→ **Arbeitsanweisungen**
A. Fasse den Absatz im Textauszug, der mit „Den Anstoß gab“ beginnt, bitte als kurze Stichpunktliste zusammen und behalte dabei seine wesentlichen Fakten bei.
B. Nenne alle Veranstalter des Kongresses, die der Textauszug aufführt.

→ **Textauszug**
Ein umstrittenes Gewerbe

Vom  24. bis 26.09.2014 fand in Berlin ein großer  Kongress statt. Es ging dort um ein Gewerbe, welches oft als das älteste bezeichnet, ganz sicher aber  zu den umstrittensten gehört: die Sexarbeit. Veranstaltet wurde der Kongress von den Hydra Berlin, BesD (Berufsverband erotische und sexuelle Dienstleistungen) und dem bufas (Bündnis der Fachberatungsstellen für Sexarbeiterinnen und Sexarbeiter).

Den Anstoß gab die von der schwarz-roten Regierung angestrebte  Reform des Prostitutionsgesetzes (ProstG) von 2002. Und so wurden Fakten beleuchtet, Inhalte diskutiert, laut und diskret gestritten sowie sich über Zu- und Missstände in der Branche informiert. Das Publikum setzte sich dabei ganz bunt zusammen und bestand aus Sexarbeiter_innen, Wissenschaftler_innen, Politiker_innen und Interessierten aus diversen Fachbereichen. Und  auch die Referent_innen kamen aus ganz unterschiedlichen Bereichen und gaben mit ihrem Wissen Einblicke in verschiedenste Perspektiven auf und Erkenntnisse über Sexarbeit. Eine große Bedeutung  bekam dabei immer wieder die Beleuchtung der Kluft zwischen Realität und öffentlicher Wahrnehmung von Sexarbeit.

→ **Extrahierte Datensätze**
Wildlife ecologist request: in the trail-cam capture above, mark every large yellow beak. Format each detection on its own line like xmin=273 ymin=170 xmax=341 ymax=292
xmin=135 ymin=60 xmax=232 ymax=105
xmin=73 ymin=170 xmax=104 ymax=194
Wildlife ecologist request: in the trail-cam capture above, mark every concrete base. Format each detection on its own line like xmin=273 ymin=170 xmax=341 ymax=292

---

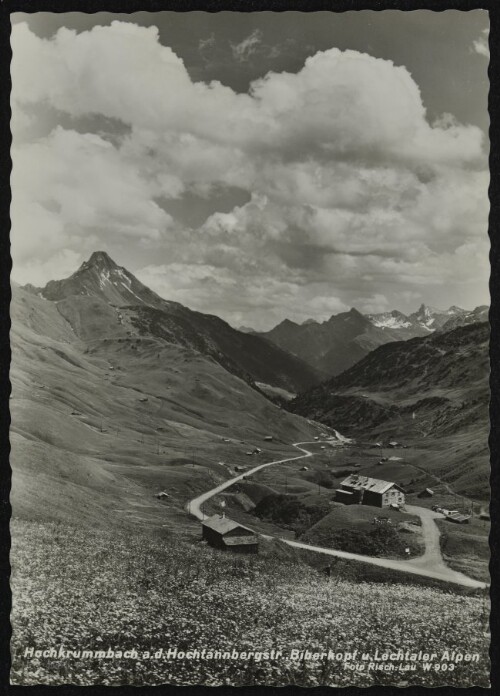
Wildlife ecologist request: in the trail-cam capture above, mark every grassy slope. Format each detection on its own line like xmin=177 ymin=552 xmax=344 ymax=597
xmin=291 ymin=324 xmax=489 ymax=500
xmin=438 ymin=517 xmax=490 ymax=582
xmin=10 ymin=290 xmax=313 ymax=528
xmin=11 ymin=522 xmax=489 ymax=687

→ **Lösungen je Aufgabe**
A.
- Anlass: die von der schwarz-roten Regierung angestrebte Reform des Prostitutionsgesetzes (ProstG) von 2002
- Ablauf: Fakten beleuchtet, Inhalte diskutiert, laut und diskret gestritten, über Zu- und Missstände in der Branche informiert
- Publikum: Sexarbeiter_innen, Wissenschaftler_innen, Politiker_innen und Interessierte aus diversen Fachbereichen
- Referent_innen: aus unterschiedlichen Bereichen, mit Einblicken in verschiedenste Perspektiven auf Sexarbeit
- Schwerpunkt: die Kluft zwischen Realität und öffentlicher Wahrnehmung von Sexarbeit

B.
- Hydra Berlin
- BesD (Berufsverband erotische und sexuelle Dienstleistungen)
- bufas (Bündnis der Fachberatungsstellen für Sexarbeiterinnen und Sexarbeiter)